[PROVIDED ENTRIES — start]

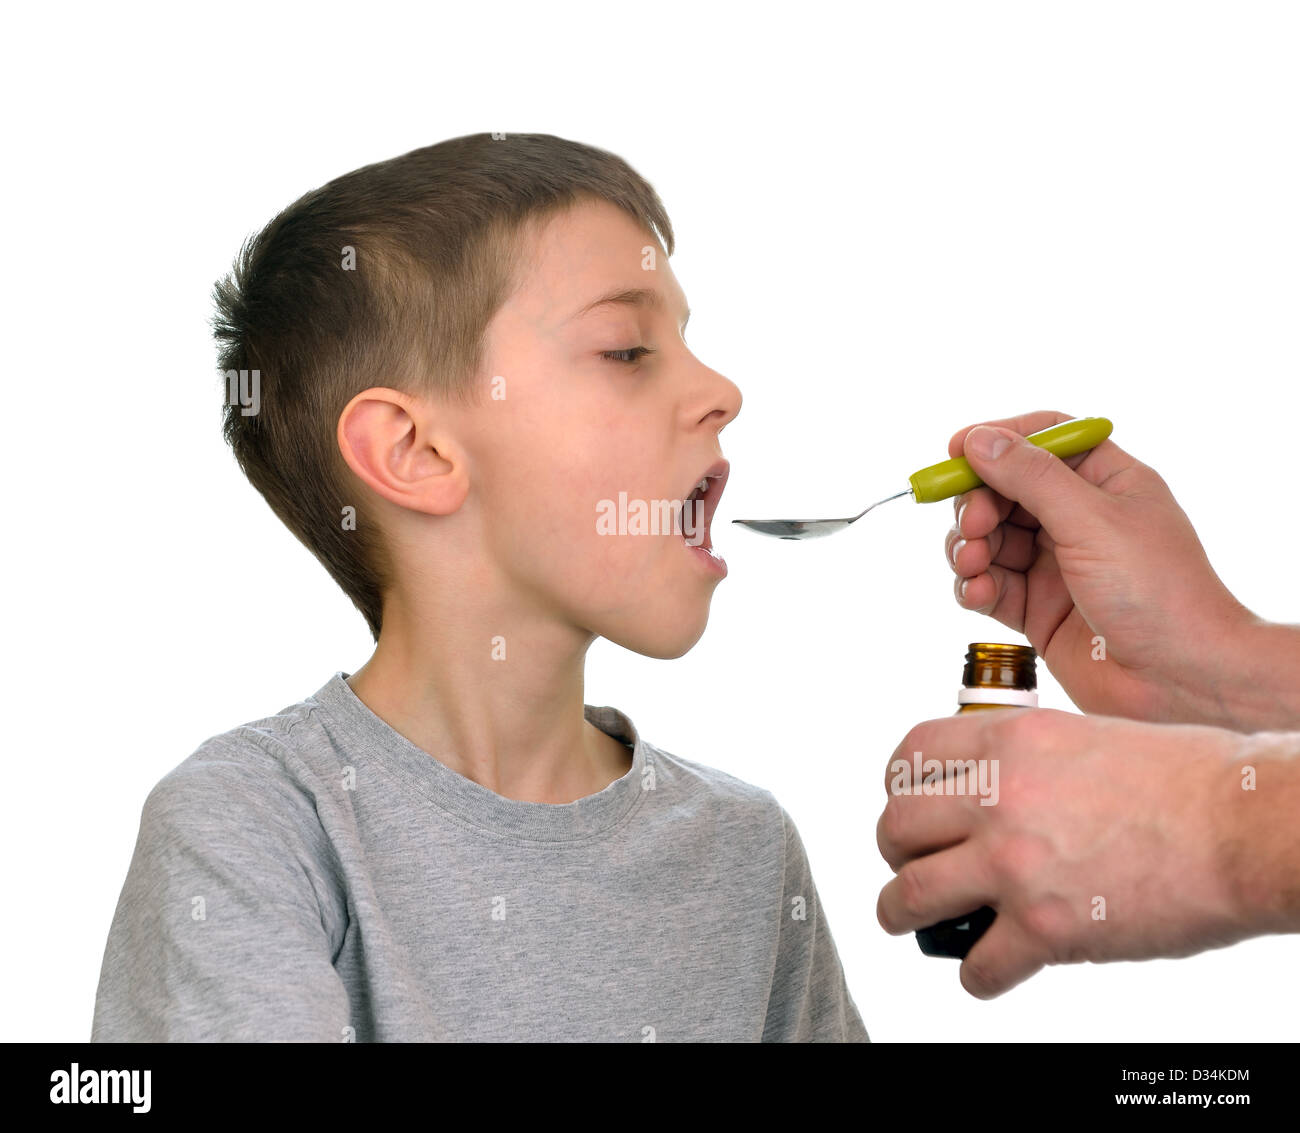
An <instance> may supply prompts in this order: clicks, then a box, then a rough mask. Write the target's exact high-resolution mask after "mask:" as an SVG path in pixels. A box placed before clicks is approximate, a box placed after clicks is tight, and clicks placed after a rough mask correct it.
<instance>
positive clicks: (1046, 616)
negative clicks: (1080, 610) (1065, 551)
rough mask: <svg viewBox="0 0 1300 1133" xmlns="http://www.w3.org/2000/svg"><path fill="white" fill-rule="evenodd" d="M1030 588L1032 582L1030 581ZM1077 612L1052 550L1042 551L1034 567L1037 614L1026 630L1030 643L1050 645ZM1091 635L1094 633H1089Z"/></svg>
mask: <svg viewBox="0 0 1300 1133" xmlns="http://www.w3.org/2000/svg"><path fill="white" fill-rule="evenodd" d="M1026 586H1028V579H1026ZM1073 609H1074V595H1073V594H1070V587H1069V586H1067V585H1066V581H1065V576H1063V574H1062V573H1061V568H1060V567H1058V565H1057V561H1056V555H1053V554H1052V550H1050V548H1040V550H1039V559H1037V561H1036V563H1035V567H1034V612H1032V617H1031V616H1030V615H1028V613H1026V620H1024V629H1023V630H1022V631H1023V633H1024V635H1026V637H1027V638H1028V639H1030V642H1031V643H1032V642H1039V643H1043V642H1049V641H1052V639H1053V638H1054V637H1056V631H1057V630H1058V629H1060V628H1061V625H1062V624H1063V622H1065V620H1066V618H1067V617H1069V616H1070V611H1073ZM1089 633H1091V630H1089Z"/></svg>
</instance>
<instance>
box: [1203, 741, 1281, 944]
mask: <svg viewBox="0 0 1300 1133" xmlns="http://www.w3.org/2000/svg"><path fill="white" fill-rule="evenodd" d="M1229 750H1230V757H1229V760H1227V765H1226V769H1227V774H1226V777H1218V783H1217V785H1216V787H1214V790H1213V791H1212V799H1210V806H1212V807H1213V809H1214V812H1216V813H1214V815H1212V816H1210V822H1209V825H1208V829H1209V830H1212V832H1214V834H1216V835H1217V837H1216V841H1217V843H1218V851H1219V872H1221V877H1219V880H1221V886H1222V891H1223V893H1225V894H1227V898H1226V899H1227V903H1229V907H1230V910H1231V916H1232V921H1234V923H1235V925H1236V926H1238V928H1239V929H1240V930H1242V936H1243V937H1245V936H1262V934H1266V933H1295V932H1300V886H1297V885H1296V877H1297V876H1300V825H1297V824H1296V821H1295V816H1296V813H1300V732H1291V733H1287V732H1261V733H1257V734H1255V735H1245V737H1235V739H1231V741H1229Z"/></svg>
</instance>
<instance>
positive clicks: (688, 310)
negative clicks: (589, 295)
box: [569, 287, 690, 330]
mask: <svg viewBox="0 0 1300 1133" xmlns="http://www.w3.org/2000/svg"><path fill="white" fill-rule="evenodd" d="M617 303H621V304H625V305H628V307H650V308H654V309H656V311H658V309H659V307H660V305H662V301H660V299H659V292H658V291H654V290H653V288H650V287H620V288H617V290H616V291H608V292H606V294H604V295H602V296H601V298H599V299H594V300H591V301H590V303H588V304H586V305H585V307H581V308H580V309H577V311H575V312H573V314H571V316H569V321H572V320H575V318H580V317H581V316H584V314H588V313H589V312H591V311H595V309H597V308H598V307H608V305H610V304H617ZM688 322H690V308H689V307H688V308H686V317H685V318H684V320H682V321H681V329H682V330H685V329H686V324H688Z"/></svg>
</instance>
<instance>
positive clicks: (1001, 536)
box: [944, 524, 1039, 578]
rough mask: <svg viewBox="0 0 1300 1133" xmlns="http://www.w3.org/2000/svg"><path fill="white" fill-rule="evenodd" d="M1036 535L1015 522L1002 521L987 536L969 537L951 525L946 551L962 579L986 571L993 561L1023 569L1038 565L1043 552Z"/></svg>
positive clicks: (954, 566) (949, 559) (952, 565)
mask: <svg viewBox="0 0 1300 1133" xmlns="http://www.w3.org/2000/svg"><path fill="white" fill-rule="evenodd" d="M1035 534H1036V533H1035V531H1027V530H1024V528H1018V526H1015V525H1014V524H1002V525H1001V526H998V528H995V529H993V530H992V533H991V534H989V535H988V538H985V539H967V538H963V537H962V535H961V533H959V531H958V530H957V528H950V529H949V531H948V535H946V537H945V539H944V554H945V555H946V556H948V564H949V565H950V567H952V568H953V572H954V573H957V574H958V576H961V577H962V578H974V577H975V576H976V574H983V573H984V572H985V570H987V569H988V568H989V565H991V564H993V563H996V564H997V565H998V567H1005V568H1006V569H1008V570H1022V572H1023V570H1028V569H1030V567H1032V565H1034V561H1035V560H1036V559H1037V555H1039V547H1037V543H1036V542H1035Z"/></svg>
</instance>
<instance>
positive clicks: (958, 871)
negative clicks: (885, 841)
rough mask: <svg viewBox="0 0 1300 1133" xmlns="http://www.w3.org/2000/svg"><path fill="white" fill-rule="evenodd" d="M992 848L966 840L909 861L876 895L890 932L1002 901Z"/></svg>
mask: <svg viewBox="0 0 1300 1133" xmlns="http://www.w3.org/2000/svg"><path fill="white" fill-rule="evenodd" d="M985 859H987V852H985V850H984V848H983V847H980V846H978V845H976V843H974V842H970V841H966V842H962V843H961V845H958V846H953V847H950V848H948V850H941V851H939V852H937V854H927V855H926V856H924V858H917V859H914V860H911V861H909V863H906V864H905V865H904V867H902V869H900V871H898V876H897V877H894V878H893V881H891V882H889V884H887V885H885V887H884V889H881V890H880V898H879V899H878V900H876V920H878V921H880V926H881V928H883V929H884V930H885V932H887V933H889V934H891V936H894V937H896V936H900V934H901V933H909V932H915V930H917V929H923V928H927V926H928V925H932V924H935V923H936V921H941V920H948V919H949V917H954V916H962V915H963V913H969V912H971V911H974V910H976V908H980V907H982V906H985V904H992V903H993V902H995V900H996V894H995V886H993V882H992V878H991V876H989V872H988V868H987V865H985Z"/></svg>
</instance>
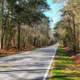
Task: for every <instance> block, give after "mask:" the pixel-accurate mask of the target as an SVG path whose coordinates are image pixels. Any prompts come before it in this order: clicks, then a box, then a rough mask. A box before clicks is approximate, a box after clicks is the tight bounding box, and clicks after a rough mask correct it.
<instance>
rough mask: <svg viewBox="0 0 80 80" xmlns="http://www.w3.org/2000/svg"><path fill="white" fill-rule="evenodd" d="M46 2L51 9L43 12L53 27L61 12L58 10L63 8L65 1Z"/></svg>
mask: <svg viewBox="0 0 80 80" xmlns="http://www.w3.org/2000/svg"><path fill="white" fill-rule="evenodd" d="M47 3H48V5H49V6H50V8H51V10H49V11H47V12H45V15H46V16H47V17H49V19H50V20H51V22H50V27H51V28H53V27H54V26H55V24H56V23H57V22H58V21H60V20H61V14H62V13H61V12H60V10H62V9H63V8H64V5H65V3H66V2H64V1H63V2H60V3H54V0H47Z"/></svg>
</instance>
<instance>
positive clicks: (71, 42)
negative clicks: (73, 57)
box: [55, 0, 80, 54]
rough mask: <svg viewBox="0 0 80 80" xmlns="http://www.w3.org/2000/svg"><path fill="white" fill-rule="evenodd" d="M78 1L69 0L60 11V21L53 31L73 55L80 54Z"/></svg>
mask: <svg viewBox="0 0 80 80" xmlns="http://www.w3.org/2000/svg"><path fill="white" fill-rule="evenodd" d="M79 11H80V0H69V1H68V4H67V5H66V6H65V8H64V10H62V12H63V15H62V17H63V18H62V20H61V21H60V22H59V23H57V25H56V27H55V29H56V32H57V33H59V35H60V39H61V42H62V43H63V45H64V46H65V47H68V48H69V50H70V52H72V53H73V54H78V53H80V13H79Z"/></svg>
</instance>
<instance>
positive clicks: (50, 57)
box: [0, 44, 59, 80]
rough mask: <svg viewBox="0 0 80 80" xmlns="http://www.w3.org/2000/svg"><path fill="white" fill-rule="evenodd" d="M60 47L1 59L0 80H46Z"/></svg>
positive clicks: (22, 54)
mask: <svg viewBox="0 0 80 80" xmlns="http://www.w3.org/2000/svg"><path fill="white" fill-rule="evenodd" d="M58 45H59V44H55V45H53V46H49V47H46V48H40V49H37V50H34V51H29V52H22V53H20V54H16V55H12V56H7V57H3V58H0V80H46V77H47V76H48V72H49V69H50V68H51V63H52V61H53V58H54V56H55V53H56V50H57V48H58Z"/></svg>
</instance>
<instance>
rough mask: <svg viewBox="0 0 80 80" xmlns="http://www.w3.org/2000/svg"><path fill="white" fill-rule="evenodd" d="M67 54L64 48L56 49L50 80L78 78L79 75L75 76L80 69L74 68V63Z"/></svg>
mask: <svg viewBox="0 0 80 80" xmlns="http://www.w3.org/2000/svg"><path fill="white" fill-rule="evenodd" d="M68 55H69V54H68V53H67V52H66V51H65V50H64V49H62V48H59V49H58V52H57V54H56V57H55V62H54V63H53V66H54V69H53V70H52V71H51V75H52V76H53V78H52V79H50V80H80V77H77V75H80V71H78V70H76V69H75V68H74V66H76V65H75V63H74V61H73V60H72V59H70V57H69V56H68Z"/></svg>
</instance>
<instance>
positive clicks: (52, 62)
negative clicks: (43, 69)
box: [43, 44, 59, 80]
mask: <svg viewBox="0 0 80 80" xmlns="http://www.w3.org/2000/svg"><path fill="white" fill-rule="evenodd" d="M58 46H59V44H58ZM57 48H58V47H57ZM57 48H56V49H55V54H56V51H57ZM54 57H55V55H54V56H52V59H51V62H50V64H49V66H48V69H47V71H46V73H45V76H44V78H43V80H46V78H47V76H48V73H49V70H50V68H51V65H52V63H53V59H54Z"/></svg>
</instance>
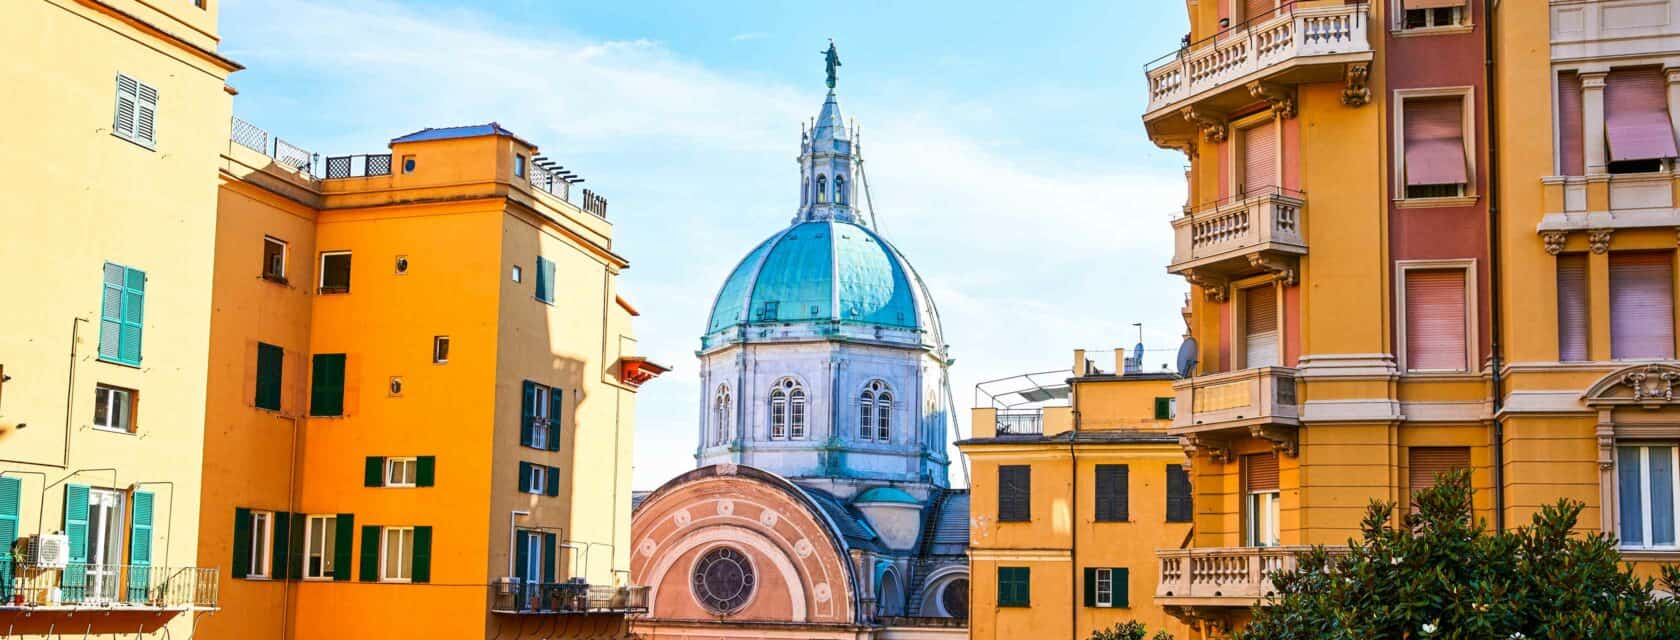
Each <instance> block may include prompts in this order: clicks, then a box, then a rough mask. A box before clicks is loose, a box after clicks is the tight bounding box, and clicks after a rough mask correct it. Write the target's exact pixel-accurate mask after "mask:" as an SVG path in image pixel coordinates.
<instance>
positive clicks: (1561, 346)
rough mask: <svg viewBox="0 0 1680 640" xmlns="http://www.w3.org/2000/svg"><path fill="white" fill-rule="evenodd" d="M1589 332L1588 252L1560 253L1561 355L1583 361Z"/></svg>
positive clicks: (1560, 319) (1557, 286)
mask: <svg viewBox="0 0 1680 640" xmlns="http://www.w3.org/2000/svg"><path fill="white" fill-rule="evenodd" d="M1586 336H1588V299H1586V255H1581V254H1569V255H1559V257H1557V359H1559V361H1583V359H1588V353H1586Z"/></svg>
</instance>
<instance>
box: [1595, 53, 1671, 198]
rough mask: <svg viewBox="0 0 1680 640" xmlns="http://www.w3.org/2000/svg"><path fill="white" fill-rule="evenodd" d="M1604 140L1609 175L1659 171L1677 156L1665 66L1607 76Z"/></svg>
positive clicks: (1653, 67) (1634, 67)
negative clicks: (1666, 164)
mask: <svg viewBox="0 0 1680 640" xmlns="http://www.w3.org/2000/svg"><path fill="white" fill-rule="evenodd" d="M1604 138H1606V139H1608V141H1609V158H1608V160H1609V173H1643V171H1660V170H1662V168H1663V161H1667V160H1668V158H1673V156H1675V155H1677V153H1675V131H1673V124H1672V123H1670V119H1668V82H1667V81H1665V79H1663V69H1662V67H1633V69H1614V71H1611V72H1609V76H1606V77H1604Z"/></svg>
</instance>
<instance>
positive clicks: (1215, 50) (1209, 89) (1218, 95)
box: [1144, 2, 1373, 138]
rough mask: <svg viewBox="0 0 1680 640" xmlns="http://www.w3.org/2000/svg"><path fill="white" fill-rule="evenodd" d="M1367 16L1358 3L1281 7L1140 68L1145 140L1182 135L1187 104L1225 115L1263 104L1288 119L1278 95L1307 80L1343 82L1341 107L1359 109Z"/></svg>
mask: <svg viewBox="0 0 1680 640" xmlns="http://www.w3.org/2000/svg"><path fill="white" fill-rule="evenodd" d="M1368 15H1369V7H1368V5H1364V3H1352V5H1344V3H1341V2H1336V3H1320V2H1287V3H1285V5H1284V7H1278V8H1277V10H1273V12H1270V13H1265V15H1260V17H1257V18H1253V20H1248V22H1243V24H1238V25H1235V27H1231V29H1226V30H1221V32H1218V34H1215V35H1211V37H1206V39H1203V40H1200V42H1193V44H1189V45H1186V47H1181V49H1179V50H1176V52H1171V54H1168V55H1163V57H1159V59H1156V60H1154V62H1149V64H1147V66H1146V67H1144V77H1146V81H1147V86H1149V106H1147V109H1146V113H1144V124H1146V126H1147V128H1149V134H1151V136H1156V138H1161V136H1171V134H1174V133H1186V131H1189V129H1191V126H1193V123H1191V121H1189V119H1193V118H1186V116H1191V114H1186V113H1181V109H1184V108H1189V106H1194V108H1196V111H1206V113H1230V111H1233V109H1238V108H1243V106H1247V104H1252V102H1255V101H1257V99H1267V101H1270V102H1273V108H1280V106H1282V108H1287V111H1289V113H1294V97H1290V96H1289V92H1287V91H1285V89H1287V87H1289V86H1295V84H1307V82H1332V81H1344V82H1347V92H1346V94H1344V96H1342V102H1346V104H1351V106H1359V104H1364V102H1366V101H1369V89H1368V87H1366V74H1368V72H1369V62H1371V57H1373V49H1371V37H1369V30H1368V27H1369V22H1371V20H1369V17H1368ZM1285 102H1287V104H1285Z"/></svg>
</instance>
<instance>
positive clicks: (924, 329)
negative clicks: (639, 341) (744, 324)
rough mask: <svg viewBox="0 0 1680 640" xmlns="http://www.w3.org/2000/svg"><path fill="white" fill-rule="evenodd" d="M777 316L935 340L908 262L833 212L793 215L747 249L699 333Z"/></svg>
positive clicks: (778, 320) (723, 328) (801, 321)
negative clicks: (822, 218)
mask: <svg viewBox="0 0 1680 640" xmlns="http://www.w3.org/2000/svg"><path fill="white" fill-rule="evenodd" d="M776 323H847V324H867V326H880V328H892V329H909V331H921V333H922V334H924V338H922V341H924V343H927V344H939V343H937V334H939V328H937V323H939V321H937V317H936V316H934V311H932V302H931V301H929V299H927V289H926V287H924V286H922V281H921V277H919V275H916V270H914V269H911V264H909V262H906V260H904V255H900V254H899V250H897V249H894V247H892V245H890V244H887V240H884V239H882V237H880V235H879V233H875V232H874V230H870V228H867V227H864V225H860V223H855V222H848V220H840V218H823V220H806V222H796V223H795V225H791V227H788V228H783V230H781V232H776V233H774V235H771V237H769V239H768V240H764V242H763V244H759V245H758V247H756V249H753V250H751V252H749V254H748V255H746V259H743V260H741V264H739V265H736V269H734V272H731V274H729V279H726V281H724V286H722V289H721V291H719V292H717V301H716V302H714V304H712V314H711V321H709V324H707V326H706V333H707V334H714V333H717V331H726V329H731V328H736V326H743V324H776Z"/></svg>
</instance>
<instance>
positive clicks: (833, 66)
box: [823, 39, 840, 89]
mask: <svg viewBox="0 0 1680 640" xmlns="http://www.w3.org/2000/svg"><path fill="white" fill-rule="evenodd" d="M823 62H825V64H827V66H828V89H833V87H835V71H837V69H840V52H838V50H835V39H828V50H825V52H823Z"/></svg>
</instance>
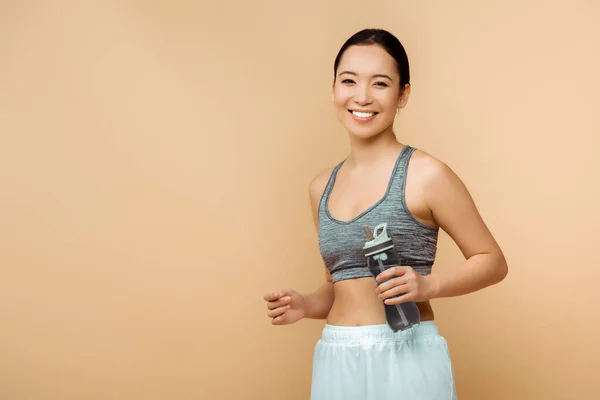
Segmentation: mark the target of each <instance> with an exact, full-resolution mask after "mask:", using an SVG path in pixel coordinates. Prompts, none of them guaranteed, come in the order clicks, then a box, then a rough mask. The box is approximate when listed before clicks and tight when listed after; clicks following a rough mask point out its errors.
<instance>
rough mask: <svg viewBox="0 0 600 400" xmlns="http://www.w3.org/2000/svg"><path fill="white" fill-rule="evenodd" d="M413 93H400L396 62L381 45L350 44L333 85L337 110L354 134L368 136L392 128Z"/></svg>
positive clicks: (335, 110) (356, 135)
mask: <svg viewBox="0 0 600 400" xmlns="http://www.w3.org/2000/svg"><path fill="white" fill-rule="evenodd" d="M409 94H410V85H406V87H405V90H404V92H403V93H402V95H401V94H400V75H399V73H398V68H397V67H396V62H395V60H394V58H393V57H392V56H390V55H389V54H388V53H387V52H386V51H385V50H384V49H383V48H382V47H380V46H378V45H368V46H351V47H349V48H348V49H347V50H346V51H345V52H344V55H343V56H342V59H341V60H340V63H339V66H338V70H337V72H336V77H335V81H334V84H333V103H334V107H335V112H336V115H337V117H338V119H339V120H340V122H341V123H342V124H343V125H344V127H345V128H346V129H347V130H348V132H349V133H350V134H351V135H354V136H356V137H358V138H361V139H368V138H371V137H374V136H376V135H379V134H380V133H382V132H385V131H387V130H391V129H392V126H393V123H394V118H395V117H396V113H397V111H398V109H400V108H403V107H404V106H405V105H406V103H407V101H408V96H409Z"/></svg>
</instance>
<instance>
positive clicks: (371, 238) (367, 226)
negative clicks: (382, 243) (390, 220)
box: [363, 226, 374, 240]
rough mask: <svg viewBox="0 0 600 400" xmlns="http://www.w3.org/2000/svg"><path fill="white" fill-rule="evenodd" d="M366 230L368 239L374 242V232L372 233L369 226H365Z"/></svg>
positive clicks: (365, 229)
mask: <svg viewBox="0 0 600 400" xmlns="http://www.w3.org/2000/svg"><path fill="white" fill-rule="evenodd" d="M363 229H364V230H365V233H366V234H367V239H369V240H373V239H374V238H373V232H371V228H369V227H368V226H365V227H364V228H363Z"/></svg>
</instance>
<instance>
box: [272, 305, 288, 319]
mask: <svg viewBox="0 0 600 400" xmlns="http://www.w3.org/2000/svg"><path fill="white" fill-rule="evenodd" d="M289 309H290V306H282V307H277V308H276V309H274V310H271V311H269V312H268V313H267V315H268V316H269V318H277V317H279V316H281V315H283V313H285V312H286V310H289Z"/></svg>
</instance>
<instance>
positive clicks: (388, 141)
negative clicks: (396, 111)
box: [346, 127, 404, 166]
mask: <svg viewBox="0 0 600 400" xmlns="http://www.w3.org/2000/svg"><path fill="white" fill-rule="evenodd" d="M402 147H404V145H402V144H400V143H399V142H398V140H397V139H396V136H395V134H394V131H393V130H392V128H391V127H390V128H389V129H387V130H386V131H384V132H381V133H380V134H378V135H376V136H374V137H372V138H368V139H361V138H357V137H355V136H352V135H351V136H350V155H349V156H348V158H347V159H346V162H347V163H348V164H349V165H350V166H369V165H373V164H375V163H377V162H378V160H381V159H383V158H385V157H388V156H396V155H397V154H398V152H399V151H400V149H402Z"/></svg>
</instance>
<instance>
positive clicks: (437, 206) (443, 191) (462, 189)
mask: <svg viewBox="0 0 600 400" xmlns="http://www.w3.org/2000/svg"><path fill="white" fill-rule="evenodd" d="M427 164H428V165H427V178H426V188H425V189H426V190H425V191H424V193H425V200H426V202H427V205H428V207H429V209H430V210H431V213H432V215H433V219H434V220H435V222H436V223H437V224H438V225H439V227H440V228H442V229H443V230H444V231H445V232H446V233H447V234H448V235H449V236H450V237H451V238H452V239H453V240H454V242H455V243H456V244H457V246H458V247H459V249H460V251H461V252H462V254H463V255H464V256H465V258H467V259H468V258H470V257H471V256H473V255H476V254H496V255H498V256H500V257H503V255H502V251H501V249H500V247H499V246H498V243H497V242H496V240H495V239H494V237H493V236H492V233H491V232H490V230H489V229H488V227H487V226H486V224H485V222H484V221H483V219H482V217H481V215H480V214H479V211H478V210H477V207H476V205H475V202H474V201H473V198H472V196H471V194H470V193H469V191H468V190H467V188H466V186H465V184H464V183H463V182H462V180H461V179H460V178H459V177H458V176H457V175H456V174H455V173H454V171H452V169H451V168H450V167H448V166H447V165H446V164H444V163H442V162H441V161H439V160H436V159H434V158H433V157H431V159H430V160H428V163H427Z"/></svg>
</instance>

[PROVIDED ENTRIES — finish]

ABOUT THIS TASK:
Reproduce only the lines of the records from the start up to and including the line that holds "negative clicks: (1080, 610) (1065, 551)"; do not carry over any picture.

COMPLETED TASK:
An <instance> may supply prompts in this order: clicks, then a box, then a rough mask. Write the target's exact high-resolution mask after "mask:" as an SVG path in pixels. A box placed before clicks is approximate, a box placed after clicks is tight, and clicks placed after a rough mask correct it.
<instance>
positive clicks: (1046, 616)
negative clicks: (1080, 610) (1065, 551)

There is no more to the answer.